Rewrite the entries below, changing each "marker" to "point" and keeping everything else the same.

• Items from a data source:
------

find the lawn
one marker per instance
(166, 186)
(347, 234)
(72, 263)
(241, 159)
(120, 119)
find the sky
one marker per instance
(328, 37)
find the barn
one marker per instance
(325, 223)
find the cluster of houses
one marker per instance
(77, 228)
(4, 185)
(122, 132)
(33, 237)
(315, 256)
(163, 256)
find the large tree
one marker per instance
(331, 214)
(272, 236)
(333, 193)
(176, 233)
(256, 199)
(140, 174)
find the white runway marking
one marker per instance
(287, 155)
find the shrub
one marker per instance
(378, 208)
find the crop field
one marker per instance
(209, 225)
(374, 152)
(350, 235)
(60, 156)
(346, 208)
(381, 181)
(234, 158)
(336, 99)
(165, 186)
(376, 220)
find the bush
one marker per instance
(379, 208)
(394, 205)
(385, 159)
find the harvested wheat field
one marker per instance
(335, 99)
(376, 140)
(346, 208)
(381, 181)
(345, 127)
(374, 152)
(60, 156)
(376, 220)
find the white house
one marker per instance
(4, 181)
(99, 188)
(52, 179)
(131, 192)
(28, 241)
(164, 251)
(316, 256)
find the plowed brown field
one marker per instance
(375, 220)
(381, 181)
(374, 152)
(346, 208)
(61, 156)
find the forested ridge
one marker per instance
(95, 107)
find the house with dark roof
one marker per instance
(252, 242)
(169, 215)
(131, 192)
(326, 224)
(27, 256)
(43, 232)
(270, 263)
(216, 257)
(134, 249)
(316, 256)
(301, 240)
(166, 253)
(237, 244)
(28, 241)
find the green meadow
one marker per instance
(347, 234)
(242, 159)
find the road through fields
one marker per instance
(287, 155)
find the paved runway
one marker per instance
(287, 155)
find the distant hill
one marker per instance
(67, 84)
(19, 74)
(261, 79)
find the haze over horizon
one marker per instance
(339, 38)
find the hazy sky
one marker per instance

------

• Completed task:
find the lawn
one point per instance
(166, 186)
(347, 234)
(72, 263)
(241, 159)
(120, 119)
find the sky
one point per instance
(328, 37)
find the barn
one point per instance
(325, 223)
find the cluster of houses
one point per instance
(77, 228)
(4, 185)
(122, 132)
(33, 237)
(315, 256)
(163, 256)
find the large tree
one point per instance
(331, 214)
(272, 236)
(333, 193)
(176, 233)
(256, 199)
(140, 174)
find the white runway marking
one point per instance
(287, 155)
find the shrub
one point per instance
(378, 208)
find the crop field
one point per instance
(209, 225)
(374, 152)
(350, 235)
(60, 156)
(346, 208)
(381, 181)
(234, 158)
(336, 99)
(165, 186)
(376, 220)
find the bush
one point per instance
(379, 208)
(394, 205)
(385, 159)
find the harvested wheat field
one point per instance
(335, 99)
(376, 140)
(346, 208)
(381, 181)
(345, 127)
(374, 152)
(60, 156)
(376, 220)
find the white house
one point per instance
(4, 181)
(99, 188)
(52, 179)
(131, 192)
(28, 241)
(164, 251)
(316, 256)
find the plowed brown field
one point per instance
(375, 220)
(381, 181)
(374, 152)
(346, 208)
(61, 156)
find the forested ridge
one point per instance
(95, 107)
find the house with dark roof
one point per instance
(252, 242)
(169, 215)
(131, 192)
(326, 224)
(27, 256)
(43, 232)
(270, 263)
(216, 257)
(134, 249)
(316, 256)
(301, 240)
(166, 253)
(237, 244)
(28, 241)
find the green meadow
one point per instance
(347, 234)
(242, 159)
find the road through fields
one point per instance
(287, 155)
find the paved runway
one point per instance
(287, 155)
find the distant hill
one point per instance
(67, 84)
(19, 74)
(261, 79)
find the haze over horizon
one point per instance
(339, 38)
find the hazy sky
one point per instance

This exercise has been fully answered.